**Desafio 1**
Nos registros, reescreva as linhas que começam na que contém "Note to the class: find each instance of the person" e vão até o fim dos registros, trocando "black coat" por "dark jacket" e deixando todo o resto igual.

**Trecho**

==================================================

"Eu não recearia muito as más leis, se elas fossem aplicadas por bons juízes. Não há texto de lei que não deixe campo à interpretação.

A lei é morta. O magistrado vivo. É uma grande vantagem que ele tem sobre ela" - Anatole France

terça-feira, 12 de dezembro de 2017

É temeroso usar princípios para justificar decisões, diz Carlos Velloso

POSIÇÕES PERSONALÍSSIMAS


O Direito tem passado, nos últimos tempos, por uma constitucionalização. Não porque a Constituição de 1988 seja muito abrangente, mas porque muitos princípios citados como constitucionais têm sido usados para justificar decisões judiciais, o que, na visão do ministro aposentado do Supremo Tribunal Federal Carlos Velloso, é muito perigoso.
“Princípio não tem conteúdo, porque sua formulação dependerá muito das posições pessoais", explicou, em entrevista à ConJur concedida após sua palestra no IV Colóquio sobre o Supremo Tribunal Federal, organizado pela Associação dos Advogados de São Paulo esta semana, na capital paulista.
STF tem que ter uma atuação “menos política e mais jurisdicional", disse Velloso.
STF
O problema desse uso de princípios no Direito, segundo Velloso, é que “se for feito sem prudência, a prática pode sujeitar a todos aos bons e maus humores dos juízes”. Como exemplo dessa prática ele citou a permissão para o aborto de fetos anencéfalos, que não é prevista na lei, mas foi concedida em Habeas Corpus pelo STF.
"Isso é uma questão do parlamento, não do Judiciário", afirmou. Ele ponderou que, se não há lei, o princípio pode ser aplicado, como foi feito no caso do nepotismo. “O Supremo aplicou diretamente o princípio da moralidade administrativa e da impessoalidade", detalhou.

==================================================

**Desafio 2**
Responda com base no trecho:
(a) Em que evento Carlos Velloso deu a palestra que antecedeu a entrevista à ConJur?
(b) Que permissão concedida pelo STF em Habeas Corpus, sem previsão em lei, ele citou como exemplo?
(c) Quais princípios o Supremo aplicou diretamente no caso do nepotismo?

==================================================

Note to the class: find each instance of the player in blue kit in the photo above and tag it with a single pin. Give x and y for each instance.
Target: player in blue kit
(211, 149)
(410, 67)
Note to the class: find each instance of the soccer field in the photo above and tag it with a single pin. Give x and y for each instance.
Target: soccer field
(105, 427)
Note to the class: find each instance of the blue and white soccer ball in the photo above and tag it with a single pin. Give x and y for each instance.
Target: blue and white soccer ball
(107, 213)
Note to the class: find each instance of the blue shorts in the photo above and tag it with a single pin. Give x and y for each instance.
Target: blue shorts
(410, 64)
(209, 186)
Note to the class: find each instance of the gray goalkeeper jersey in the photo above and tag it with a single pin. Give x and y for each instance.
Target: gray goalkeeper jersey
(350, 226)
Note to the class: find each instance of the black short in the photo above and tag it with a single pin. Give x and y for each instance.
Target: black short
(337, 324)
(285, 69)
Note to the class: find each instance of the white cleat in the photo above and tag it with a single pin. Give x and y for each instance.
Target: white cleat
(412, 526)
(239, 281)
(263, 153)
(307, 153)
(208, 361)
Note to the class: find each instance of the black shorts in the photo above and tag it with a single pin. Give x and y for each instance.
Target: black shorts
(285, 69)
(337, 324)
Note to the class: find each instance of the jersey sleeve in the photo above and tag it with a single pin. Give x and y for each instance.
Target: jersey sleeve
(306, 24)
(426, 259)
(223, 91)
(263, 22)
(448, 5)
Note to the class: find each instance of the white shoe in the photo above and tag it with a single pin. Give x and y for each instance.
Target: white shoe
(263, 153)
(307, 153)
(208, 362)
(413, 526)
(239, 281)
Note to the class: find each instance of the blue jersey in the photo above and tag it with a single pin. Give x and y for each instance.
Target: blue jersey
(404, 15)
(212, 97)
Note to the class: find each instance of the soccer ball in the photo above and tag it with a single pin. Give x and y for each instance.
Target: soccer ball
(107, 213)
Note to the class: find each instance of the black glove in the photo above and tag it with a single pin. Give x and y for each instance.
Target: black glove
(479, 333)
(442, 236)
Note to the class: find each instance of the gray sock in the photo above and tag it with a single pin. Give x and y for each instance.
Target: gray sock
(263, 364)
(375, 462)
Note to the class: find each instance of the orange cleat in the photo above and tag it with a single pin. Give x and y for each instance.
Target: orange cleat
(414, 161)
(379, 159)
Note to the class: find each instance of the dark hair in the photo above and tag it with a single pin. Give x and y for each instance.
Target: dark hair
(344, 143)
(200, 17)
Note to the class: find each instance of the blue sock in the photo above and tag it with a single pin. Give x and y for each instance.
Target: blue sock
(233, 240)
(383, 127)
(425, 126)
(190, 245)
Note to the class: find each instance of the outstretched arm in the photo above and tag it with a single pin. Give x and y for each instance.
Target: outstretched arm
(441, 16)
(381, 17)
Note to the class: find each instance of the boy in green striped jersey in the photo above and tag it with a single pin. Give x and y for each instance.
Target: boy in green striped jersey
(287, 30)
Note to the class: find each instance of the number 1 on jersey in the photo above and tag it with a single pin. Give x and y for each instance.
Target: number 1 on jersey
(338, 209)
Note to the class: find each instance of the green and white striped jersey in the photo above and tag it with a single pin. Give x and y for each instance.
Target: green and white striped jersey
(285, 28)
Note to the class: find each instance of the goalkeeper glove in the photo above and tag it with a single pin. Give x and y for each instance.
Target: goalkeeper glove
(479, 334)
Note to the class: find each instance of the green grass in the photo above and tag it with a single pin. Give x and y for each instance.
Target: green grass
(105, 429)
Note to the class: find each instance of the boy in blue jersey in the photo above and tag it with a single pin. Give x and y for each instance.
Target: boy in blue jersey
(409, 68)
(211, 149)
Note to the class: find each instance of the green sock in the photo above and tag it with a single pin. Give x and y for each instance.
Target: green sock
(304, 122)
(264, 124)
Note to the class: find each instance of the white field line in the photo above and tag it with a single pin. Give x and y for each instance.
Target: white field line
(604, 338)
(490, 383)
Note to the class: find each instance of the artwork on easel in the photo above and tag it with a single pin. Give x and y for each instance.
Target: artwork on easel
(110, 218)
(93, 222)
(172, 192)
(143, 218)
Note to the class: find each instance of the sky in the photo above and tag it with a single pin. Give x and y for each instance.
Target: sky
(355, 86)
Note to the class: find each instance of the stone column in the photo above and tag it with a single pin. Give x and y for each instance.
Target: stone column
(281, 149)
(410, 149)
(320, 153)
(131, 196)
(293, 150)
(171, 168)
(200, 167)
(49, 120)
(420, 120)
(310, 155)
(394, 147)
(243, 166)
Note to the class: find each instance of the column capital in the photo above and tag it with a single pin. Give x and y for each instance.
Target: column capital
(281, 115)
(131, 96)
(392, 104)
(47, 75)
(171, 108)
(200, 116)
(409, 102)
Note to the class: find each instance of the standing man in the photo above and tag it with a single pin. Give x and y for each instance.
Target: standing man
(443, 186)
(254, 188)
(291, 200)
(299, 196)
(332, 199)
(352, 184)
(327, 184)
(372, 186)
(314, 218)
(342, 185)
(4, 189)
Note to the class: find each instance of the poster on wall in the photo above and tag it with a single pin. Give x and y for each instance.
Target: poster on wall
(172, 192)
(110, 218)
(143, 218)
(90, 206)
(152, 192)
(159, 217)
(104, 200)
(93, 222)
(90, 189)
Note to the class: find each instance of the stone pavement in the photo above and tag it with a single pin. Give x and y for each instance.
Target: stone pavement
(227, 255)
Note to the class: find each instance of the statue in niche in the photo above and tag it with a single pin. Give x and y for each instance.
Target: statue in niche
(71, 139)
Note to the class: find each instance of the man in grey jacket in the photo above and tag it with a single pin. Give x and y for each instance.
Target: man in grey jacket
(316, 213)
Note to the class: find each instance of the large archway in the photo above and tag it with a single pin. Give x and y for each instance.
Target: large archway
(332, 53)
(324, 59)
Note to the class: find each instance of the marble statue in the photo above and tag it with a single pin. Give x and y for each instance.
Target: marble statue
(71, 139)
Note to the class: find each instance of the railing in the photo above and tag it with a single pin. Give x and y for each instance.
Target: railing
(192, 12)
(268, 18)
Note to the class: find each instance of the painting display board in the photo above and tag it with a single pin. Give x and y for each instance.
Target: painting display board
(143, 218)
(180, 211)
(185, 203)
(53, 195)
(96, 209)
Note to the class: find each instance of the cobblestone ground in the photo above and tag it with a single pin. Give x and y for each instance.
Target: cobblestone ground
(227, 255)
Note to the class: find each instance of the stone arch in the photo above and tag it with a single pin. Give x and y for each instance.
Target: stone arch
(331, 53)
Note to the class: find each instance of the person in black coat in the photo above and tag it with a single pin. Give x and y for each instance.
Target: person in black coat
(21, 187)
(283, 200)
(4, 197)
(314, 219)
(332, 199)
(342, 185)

==================================================

**Resposta escrita 1**
Note to the class: find each instance of the person in dark jacket in the photo above and tag it with a single pin. Give x and y for each instance.
Target: person in dark jacket
(21, 187)
(283, 200)
(4, 197)
(314, 219)
(332, 199)
(342, 185)

**Resposta escrita 2**
(a) No IV Colóquio sobre o Supremo Tribunal Federal, organizado pela Associação dos Advogados de São Paulo.
(b) A permissão para o aborto de fetos anencéfalos.
(c) O princípio da moralidade administrativa e o da impessoalidade.